** Try it **
Extract the data exactly, missing nothing.

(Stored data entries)
=== Begin Enclosure ===
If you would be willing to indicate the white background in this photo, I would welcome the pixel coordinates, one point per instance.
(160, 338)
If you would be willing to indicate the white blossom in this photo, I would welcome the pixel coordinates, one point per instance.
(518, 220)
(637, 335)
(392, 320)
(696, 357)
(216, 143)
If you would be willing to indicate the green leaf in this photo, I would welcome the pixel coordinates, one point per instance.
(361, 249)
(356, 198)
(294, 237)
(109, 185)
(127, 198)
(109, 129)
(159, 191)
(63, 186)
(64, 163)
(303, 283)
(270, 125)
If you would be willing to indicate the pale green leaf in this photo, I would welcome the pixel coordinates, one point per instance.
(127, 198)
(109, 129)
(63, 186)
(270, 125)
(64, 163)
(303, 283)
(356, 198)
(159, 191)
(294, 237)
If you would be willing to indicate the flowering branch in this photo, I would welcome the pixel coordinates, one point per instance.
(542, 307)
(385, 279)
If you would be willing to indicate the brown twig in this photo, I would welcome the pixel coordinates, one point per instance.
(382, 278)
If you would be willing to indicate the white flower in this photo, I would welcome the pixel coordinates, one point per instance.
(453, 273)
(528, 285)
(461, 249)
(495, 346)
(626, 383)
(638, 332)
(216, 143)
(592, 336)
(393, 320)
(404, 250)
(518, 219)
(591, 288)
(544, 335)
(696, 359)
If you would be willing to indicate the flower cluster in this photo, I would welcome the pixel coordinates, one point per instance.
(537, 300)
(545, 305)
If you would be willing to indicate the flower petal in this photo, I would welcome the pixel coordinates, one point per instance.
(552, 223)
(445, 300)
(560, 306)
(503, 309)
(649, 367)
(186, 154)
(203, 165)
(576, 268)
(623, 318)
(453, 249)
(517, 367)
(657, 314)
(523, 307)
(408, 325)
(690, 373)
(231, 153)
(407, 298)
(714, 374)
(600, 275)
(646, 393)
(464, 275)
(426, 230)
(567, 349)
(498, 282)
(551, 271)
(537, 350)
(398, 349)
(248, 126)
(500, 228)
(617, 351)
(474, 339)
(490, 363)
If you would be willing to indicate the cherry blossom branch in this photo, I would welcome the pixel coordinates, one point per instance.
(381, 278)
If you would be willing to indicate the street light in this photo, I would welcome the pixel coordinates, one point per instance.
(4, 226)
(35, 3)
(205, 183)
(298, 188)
=== End Enclosure ===
** Solution for this task **
If you would be willing to indicate the white background in this photo, I would welcome the pixel coordinates, one point per instance.
(160, 338)
If you would be willing to indicate the white blossom in this photo, I would welcome the pixel coordinates, one point per instance.
(518, 220)
(637, 335)
(392, 320)
(696, 357)
(216, 143)
If you would be willing to indicate the green leaf in this photo, I would welcome the pixel coordinates, one point per instance.
(361, 249)
(356, 198)
(294, 237)
(109, 185)
(127, 198)
(109, 129)
(159, 191)
(63, 186)
(64, 163)
(303, 283)
(270, 125)
If you would be willing to indicate the pale green leaf in this photo, I would welcome the pixel coordinates, one point per instance.
(127, 198)
(109, 129)
(63, 186)
(270, 125)
(64, 163)
(303, 283)
(356, 198)
(159, 191)
(294, 237)
If you would be willing to indicate the flowering branch in this photo, I would welcome the pixel coordinates, one point per instance.
(542, 307)
(385, 279)
If you would be willing to indicate the brown twig in this photo, I would welcome the pixel coordinates, one point per instance.
(382, 278)
If you would be willing to indicate the white flower in this photo, I would welcome the pixel coordinates, one point per instance.
(453, 273)
(528, 285)
(461, 249)
(495, 346)
(626, 383)
(638, 332)
(216, 143)
(592, 336)
(393, 320)
(404, 250)
(518, 219)
(591, 288)
(544, 335)
(696, 359)
If you would be willing to indicate the flower cluster in this photo, I would welcome the pixel coordinates, one point per instance.
(537, 300)
(545, 305)
If you would be willing to indicate the flower petal in this photo, I would welcome the pixel coordinates, one point per instance.
(552, 223)
(445, 300)
(560, 306)
(503, 309)
(649, 367)
(186, 154)
(203, 165)
(576, 268)
(623, 318)
(453, 249)
(517, 367)
(657, 314)
(523, 307)
(408, 325)
(690, 373)
(231, 153)
(407, 298)
(714, 374)
(600, 275)
(646, 393)
(464, 275)
(426, 230)
(567, 349)
(498, 282)
(551, 271)
(537, 350)
(398, 349)
(248, 126)
(500, 228)
(617, 351)
(474, 339)
(490, 363)
If you would be willing to indicate the cherry blossom branch in this photo, I would welcome the pixel coordinates, one point per instance.
(381, 278)
If you would be willing to indicate the street light in this photo, I would welcome the pixel coordinates, one point per instance.
(4, 226)
(35, 3)
(205, 183)
(298, 188)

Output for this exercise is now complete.